STATED EXERCISE >> Starting at the line that contains "If you could pin the bed" and ending with the last line of the records, write those lines out again, requests included, with every coordinate in the answers shifted by -52.

MATERIAL SHOWN >>
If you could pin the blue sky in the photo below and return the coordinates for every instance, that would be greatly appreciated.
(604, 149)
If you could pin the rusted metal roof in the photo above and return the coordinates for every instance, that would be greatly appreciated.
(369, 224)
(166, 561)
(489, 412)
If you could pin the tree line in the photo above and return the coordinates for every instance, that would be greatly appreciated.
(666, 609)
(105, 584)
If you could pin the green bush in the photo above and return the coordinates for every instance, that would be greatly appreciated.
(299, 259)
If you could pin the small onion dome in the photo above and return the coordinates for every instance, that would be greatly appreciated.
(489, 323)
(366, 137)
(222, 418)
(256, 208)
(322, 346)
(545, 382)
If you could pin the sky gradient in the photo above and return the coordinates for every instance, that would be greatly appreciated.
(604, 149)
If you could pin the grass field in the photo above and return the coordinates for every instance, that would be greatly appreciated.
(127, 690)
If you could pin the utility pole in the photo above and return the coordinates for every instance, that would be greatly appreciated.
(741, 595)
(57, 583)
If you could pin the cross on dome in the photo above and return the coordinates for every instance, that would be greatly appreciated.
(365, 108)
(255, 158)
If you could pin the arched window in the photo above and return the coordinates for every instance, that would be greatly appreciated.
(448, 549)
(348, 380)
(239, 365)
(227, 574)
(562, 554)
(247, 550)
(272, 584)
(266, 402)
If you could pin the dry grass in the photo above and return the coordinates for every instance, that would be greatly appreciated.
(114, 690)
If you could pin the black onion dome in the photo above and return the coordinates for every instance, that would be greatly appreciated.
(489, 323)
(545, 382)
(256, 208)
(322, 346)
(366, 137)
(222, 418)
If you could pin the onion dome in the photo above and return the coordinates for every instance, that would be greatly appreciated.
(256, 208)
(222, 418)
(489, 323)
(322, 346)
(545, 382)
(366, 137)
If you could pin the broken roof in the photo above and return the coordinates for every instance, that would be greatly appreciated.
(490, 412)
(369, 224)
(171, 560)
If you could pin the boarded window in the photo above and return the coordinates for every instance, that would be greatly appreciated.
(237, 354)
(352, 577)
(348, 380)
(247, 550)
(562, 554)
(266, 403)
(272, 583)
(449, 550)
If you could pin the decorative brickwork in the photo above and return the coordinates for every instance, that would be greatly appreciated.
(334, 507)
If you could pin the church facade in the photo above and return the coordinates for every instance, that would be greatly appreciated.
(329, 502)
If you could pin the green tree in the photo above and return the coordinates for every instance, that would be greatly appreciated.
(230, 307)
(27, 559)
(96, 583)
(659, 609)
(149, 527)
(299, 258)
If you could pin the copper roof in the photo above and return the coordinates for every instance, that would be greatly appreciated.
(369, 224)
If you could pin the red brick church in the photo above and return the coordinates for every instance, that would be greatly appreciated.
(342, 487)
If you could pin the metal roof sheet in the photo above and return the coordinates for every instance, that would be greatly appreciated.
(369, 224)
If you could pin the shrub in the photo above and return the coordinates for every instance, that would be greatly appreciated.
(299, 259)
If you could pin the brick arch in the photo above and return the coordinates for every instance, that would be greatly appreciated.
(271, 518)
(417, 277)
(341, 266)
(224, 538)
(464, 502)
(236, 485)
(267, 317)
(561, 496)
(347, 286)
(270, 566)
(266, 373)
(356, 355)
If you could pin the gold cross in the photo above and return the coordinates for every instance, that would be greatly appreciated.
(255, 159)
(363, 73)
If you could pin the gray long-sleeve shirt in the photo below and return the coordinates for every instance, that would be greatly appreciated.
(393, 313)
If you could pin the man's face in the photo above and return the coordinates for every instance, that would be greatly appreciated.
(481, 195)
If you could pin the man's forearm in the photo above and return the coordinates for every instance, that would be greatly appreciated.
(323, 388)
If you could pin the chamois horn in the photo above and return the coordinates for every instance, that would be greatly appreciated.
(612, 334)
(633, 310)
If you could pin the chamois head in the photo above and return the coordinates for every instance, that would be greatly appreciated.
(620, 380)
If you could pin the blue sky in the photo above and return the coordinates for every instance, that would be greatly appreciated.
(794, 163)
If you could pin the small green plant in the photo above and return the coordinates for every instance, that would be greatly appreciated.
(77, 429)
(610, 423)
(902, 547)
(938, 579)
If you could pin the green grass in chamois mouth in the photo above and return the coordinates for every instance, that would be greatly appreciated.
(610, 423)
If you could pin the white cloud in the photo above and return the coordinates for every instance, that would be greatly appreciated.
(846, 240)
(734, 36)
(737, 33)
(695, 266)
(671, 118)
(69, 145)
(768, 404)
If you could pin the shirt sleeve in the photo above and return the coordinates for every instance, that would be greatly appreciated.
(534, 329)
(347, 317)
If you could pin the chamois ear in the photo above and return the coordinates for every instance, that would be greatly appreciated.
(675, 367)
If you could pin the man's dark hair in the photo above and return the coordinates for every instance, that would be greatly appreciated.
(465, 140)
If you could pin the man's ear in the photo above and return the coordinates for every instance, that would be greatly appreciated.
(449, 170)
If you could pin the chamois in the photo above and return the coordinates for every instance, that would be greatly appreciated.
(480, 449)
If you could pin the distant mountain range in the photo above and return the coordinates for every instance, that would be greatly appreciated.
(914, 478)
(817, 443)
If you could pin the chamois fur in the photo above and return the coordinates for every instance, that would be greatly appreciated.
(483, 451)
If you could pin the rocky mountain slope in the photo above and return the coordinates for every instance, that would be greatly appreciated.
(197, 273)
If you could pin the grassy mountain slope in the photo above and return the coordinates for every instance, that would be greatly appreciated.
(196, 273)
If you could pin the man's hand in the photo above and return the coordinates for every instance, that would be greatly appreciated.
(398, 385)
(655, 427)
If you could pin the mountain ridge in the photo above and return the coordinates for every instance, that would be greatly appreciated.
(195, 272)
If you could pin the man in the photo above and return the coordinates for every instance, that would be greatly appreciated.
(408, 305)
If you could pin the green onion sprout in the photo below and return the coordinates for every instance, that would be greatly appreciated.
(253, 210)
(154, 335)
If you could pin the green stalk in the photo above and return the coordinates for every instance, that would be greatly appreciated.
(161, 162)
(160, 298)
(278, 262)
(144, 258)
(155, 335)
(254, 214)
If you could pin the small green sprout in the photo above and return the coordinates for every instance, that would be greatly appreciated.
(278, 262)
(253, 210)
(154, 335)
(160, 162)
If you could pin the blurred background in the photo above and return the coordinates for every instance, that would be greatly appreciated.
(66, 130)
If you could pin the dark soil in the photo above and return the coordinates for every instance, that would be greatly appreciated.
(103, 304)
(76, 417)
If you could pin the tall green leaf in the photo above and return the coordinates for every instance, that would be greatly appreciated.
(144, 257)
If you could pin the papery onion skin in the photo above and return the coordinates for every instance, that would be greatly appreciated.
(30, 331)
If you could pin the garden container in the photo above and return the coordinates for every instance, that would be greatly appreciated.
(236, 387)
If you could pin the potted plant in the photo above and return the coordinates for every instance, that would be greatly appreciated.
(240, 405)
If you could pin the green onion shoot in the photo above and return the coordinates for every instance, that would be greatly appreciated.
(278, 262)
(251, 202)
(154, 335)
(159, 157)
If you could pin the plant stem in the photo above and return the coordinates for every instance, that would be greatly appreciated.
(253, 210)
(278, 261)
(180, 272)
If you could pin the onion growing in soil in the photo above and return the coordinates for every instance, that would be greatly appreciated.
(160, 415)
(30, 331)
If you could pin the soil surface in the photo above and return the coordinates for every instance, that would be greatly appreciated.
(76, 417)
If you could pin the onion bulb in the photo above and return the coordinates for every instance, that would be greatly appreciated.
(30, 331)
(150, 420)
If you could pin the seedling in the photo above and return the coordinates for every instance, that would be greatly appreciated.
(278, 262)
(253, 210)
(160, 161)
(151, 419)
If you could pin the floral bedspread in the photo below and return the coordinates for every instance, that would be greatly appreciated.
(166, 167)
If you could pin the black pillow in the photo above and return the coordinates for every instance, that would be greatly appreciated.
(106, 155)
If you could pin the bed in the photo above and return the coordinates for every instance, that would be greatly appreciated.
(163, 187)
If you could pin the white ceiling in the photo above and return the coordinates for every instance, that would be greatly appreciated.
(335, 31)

PROBLEM SOLUTION >>
If you could pin the bed in the photo above and return the coordinates for every instance, that would be greatly appreciated.
(111, 135)
If you could pin the white ceiling in the photo above and return the coordinates for every instance, that would be greatly appreciated.
(283, -21)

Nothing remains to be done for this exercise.